Collected data
++++++

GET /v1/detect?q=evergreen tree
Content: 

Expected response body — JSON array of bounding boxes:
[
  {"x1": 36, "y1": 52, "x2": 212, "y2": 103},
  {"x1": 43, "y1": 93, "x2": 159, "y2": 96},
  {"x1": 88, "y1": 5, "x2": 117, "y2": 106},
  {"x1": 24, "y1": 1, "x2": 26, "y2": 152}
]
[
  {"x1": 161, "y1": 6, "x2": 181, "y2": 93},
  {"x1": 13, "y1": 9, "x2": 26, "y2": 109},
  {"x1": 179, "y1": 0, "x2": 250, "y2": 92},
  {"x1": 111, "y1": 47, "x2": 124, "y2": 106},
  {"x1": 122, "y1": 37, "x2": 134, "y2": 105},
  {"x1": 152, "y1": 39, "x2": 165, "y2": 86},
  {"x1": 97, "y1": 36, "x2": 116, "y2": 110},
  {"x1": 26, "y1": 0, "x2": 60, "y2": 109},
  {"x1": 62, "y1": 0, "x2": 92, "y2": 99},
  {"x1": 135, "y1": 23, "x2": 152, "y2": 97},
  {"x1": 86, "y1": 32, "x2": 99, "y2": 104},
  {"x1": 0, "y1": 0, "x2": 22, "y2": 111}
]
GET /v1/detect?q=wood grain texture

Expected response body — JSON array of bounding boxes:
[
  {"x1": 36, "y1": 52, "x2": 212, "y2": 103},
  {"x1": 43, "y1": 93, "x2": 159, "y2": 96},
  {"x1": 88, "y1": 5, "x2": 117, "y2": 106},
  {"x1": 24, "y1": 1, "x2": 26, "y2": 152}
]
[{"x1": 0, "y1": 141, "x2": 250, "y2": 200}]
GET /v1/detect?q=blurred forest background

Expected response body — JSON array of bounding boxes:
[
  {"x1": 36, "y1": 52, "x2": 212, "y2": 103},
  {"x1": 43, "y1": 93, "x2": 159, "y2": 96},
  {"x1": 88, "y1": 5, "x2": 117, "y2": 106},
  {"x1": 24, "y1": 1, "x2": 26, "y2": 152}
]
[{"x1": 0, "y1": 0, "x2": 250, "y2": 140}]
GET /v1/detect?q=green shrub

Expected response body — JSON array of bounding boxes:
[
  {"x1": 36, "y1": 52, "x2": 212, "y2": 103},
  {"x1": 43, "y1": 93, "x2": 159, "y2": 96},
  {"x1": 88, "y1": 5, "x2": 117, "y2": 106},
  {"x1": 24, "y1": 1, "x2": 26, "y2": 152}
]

++++++

◆ REQUIREMENTS ◆
Transcribe the stretch from the line containing "GET /v1/detect?q=green shrub" through the end of the material.

◆ ANSWER TO THE PROBLEM ◆
GET /v1/detect?q=green shrub

Expected response body — JSON array of bounding boxes:
[
  {"x1": 36, "y1": 52, "x2": 212, "y2": 103},
  {"x1": 43, "y1": 93, "x2": 159, "y2": 96},
  {"x1": 88, "y1": 5, "x2": 117, "y2": 106},
  {"x1": 24, "y1": 1, "x2": 26, "y2": 152}
]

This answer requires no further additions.